● Given records
==========
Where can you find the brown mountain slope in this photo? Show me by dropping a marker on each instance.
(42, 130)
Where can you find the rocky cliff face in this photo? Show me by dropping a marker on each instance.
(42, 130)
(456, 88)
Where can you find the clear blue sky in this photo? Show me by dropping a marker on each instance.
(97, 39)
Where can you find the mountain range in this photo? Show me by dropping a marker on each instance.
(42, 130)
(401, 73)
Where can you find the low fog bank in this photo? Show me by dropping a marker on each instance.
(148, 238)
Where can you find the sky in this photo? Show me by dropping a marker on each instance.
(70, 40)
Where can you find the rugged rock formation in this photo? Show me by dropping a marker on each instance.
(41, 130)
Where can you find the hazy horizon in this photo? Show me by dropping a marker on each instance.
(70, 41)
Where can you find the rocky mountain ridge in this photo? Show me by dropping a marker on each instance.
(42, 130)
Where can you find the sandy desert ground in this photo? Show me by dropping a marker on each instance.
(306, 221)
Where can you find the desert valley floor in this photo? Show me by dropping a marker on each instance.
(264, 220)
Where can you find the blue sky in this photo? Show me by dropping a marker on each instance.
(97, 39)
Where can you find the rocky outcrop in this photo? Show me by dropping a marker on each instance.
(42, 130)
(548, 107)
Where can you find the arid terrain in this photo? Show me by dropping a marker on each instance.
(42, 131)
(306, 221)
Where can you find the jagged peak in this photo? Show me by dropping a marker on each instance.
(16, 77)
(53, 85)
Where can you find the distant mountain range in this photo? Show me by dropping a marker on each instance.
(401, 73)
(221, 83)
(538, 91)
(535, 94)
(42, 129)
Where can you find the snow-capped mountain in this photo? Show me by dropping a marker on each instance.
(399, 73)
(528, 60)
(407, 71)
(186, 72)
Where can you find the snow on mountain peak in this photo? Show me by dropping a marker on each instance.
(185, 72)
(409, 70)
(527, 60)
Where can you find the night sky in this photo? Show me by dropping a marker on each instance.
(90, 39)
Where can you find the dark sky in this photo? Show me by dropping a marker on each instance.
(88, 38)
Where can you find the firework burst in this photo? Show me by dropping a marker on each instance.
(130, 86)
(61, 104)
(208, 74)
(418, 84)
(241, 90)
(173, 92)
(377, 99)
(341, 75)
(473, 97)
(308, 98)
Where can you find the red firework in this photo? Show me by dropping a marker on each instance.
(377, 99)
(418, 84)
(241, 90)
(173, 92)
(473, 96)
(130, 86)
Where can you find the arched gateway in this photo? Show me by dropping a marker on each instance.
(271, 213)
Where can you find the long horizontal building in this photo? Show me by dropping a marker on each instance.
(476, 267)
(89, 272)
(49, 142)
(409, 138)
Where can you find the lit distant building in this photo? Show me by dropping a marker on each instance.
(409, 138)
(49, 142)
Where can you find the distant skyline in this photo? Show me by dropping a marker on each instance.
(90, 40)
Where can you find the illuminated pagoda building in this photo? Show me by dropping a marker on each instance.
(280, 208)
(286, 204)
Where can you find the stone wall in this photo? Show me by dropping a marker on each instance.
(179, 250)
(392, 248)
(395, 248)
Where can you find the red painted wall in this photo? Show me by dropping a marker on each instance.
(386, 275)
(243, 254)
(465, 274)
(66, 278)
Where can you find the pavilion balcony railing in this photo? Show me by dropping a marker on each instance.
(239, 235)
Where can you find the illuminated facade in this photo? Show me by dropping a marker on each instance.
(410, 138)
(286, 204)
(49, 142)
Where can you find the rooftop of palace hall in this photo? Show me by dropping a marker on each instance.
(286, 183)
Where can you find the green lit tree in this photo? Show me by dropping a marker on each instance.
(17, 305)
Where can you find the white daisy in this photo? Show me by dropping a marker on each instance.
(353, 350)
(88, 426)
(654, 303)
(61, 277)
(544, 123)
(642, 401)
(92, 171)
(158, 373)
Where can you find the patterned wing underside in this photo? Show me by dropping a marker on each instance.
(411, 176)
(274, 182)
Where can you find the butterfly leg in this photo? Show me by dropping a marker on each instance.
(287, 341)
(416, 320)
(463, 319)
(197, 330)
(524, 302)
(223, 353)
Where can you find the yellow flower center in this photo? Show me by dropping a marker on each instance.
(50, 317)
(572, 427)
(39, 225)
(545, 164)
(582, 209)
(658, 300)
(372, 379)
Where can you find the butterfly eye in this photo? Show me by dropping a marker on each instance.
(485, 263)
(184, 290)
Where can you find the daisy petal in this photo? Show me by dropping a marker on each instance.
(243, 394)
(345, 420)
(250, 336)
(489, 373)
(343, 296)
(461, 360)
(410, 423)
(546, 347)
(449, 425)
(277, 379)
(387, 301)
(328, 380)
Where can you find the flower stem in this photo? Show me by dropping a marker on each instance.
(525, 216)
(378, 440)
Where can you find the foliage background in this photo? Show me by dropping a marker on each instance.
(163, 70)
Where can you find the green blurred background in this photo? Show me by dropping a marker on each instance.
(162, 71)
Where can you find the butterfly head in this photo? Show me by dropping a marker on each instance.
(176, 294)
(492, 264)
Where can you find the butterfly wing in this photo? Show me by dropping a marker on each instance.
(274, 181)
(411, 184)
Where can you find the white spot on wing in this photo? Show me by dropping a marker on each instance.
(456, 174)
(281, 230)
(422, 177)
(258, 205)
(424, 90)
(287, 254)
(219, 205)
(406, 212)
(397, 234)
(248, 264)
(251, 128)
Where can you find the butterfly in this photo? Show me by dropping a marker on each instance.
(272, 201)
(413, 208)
==========
● Exercise aim
Return all of the data precisely as it appears.

● The solution
Where can you find the brown mountain slope in this photo? Show me by dropping a marker on each instance.
(42, 130)
Where can you find the rocky cliff face in this photo? Show me by dropping a marker on each instance.
(42, 130)
(456, 88)
Where can you find the clear blue sky in this photo? Show me by dropping a marker on each instance.
(97, 39)
Where can you find the mountain range in this photo? Show me by dropping a marker on each instance.
(42, 130)
(401, 73)
Where can you find the low fog bank in this photo? Show me by dropping a marker on each instance.
(148, 238)
Where can you find the sky in this photo? Show me by dropping a marker on each instance.
(70, 40)
Where can you find the rugged rock formation in this photo? Show me by dropping a marker on each instance.
(41, 130)
Where can you find the hazy horizon in this photo? Show me by dropping a marker on each instance.
(70, 41)
Where can you find the rocky mountain ridge in this photo? Show me by dropping a marker on each instance.
(42, 130)
Where can you find the sandy desert ground in this photo? Show me by dropping a marker on each instance.
(306, 221)
Where can you find the desert valley floor in this photo? Show me by dropping a marker on each instance.
(264, 220)
Where can you find the blue sky in this photo? Show me by dropping a marker on each instance.
(97, 39)
Where can you find the rocky outcrop in this photo? Show me by dropping a marker on each instance.
(42, 130)
(548, 107)
Where can you find the arid terrain in this photo? Show me by dropping a marker on each instance.
(42, 131)
(306, 221)
Where can you find the jagged peak in this photo? Show me by dropping a marker on each instance.
(16, 77)
(53, 85)
Where can you find the distant mountain range in this photo? Show me by dropping a marker on each instance.
(401, 73)
(221, 83)
(538, 91)
(535, 94)
(42, 129)
Where can you find the snow-capped mountain in this photo? Show me by dropping a marker on each instance.
(399, 73)
(528, 60)
(407, 71)
(186, 72)
Where can you find the snow on mountain peak in this photo? Show me by dropping a marker on each instance.
(185, 72)
(409, 70)
(527, 60)
Where can you find the night sky in this photo? Show me by dropping a marker on each instance.
(90, 39)
Where can you find the dark sky in this photo? Show me by dropping a marker on each instance.
(88, 38)
Where can you find the firework burst in this photo? Show me by dropping a marker on each instance.
(130, 86)
(61, 104)
(208, 74)
(418, 84)
(241, 90)
(173, 92)
(377, 99)
(341, 75)
(473, 97)
(308, 98)
Where can you find the red firework in this photo? Show me by dropping a marker on each instance.
(377, 99)
(418, 84)
(241, 90)
(173, 92)
(473, 96)
(130, 86)
Where can you find the arched gateway in this photo? Show me by dropping a marker on each instance.
(271, 213)
Where can you find the long horizontal building in this photo? Show me by dropping a marker on each instance.
(476, 267)
(89, 272)
(49, 142)
(409, 138)
Where can you find the lit distant building in this photo? Show me by dropping a marker on each instance.
(409, 138)
(49, 142)
Where can you find the distant skyline in this photo? Show me by dropping a marker on each instance.
(90, 40)
Where can you find the illuminated pagoda building in this photo? Show me by dropping a marker on each instance.
(280, 208)
(286, 204)
Where can you find the stone wall in this photo? Show me by dropping a marker on each instance.
(179, 250)
(392, 248)
(395, 248)
Where can you find the red painted wall in this photo? Show me by dropping a marker on each instance.
(386, 275)
(243, 254)
(465, 274)
(66, 278)
Where can you find the pavilion balcony railing in this photo? Show me by dropping a marker on each instance.
(239, 235)
Where can you find the illuminated facade in this photo? Show me by dropping a marker on each instance.
(410, 138)
(286, 204)
(49, 142)
Where can you find the rooftop of palace hall in this photo? Show me by dropping a marker on each instance.
(286, 183)
Where can you find the green lit tree in this photo? Show me by dropping a marker on each instance.
(17, 305)
Where can you find the white daisy in this photo? Show me by dropping a marker on each instance.
(353, 350)
(88, 426)
(654, 303)
(61, 277)
(544, 123)
(642, 401)
(92, 171)
(158, 373)
Where can you find the patterned wing underside in this photo? Show me by dropping a marker on each instance.
(411, 176)
(274, 182)
Where can you find the butterfly leg in this photo? Show me by dropping a marker on each instance.
(287, 341)
(416, 320)
(463, 319)
(197, 330)
(524, 302)
(223, 353)
Where can you find the yellow flower center in this photo? Show me by dropping a marker on each instance.
(50, 317)
(572, 427)
(39, 225)
(545, 164)
(582, 209)
(658, 300)
(372, 379)
Where can you find the butterfly eye in this photo? Show me by dropping a marker on each instance.
(485, 263)
(184, 290)
Where can you find the daisy petal in this photo? Show me by dropping a marker on each instance.
(243, 394)
(345, 420)
(250, 336)
(489, 373)
(343, 296)
(461, 360)
(410, 423)
(546, 347)
(449, 425)
(277, 379)
(387, 301)
(328, 380)
Where can you find the flower stem in this photo? Show me by dropping a marker on each instance.
(525, 216)
(378, 440)
Where can you find the foliage background in this photo? Show me by dropping a marker on each instance.
(163, 70)
Where can you find the green blurred background in this photo? Show me by dropping a marker on each instance.
(162, 71)
Where can you find the butterfly head in this photo? Show me by dropping a marker on each instance.
(176, 294)
(492, 264)
Where can you find the butterfly wing in this photo? Show me by dropping a marker on each instance.
(274, 181)
(411, 184)
Where can you find the white spot on wing in this photo? Show me by dropping a marker on each instance.
(456, 174)
(281, 230)
(422, 177)
(258, 205)
(424, 90)
(287, 254)
(219, 205)
(406, 212)
(397, 234)
(248, 264)
(251, 128)
Where can you find the butterfly in this photo? Show me by dropping a marker on each instance.
(272, 201)
(413, 208)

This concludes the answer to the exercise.